PROBLEM DESCRIPTION: Output verbatim the lines beginning with the one that contains "Target: hedge along road" and running through the last of the stored entries, inclusive.

Stored entries:
## start
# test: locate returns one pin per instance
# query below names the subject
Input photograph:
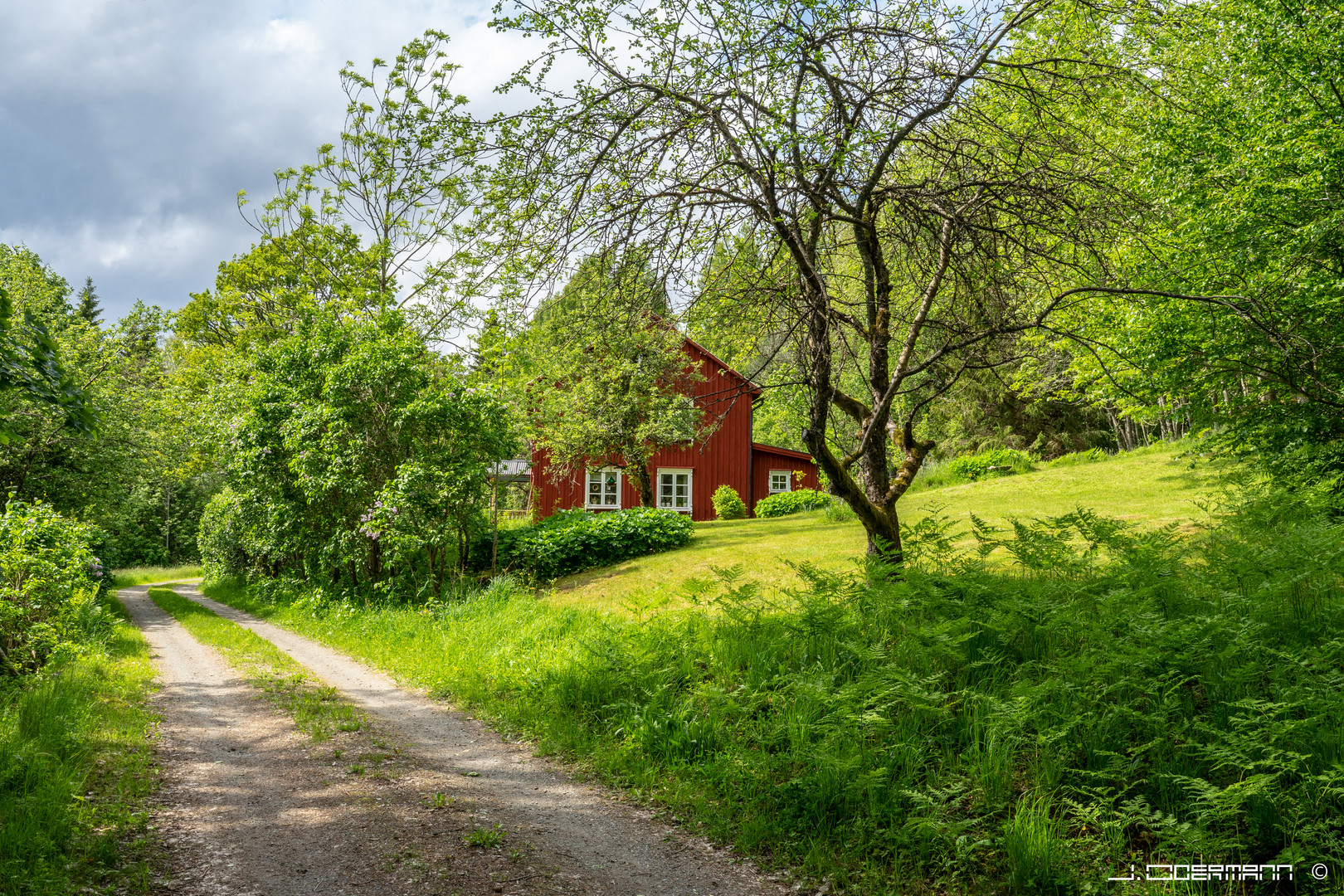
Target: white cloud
(127, 127)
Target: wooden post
(494, 527)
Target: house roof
(752, 387)
(772, 449)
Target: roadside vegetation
(316, 709)
(1113, 694)
(77, 766)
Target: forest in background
(928, 234)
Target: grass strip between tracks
(316, 709)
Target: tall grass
(145, 575)
(1120, 696)
(75, 766)
(316, 709)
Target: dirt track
(251, 806)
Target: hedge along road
(565, 835)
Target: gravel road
(251, 806)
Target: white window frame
(587, 488)
(689, 484)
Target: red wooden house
(686, 477)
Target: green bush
(77, 762)
(49, 586)
(1120, 694)
(728, 504)
(574, 540)
(971, 468)
(786, 503)
(1092, 455)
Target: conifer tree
(88, 308)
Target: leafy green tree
(32, 373)
(609, 381)
(913, 168)
(402, 176)
(264, 295)
(355, 455)
(1239, 163)
(49, 579)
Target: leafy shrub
(786, 503)
(1092, 455)
(969, 468)
(839, 511)
(1118, 694)
(49, 586)
(728, 504)
(574, 540)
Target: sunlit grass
(316, 709)
(1148, 488)
(145, 575)
(75, 767)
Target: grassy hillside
(1149, 488)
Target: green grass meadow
(1149, 488)
(1088, 694)
(75, 768)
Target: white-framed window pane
(675, 489)
(604, 488)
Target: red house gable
(686, 477)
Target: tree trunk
(640, 473)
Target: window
(675, 489)
(605, 488)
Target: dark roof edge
(723, 364)
(772, 449)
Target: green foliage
(972, 468)
(485, 837)
(1239, 158)
(1074, 458)
(265, 295)
(796, 501)
(611, 381)
(30, 355)
(355, 457)
(75, 767)
(988, 464)
(49, 586)
(728, 504)
(316, 709)
(1124, 696)
(574, 540)
(402, 173)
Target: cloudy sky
## end
RESULT OF THE EXERCISE:
Target: hedge along road
(565, 835)
Target: gravel road
(251, 806)
Target: white window frame
(587, 488)
(689, 484)
Target: red wooden house
(686, 477)
Target: green bush
(77, 762)
(49, 586)
(1120, 694)
(728, 504)
(574, 540)
(971, 468)
(786, 503)
(1092, 455)
Target: conifer tree
(88, 308)
Target: leafy green tree
(32, 373)
(609, 381)
(913, 168)
(402, 176)
(264, 295)
(355, 455)
(1239, 163)
(49, 579)
Target: leafy shrub
(786, 503)
(1092, 455)
(969, 468)
(839, 511)
(1118, 694)
(49, 586)
(728, 504)
(574, 540)
Target: sunlit grass
(316, 709)
(1148, 488)
(145, 575)
(75, 767)
Target: grassy hillside
(1149, 488)
Target: green grass meadow
(1149, 488)
(1088, 694)
(75, 768)
Target: white-framed window pane
(675, 489)
(604, 488)
Target: red house gable
(686, 477)
Target: tree trunk
(640, 473)
Target: window
(675, 489)
(605, 488)
Target: dark roof edge
(723, 364)
(772, 449)
Target: green foliage
(972, 468)
(485, 837)
(1239, 158)
(1074, 458)
(265, 295)
(796, 501)
(611, 381)
(30, 355)
(355, 457)
(75, 767)
(988, 464)
(49, 586)
(728, 504)
(316, 709)
(1124, 696)
(574, 540)
(402, 173)
Target: cloudy sky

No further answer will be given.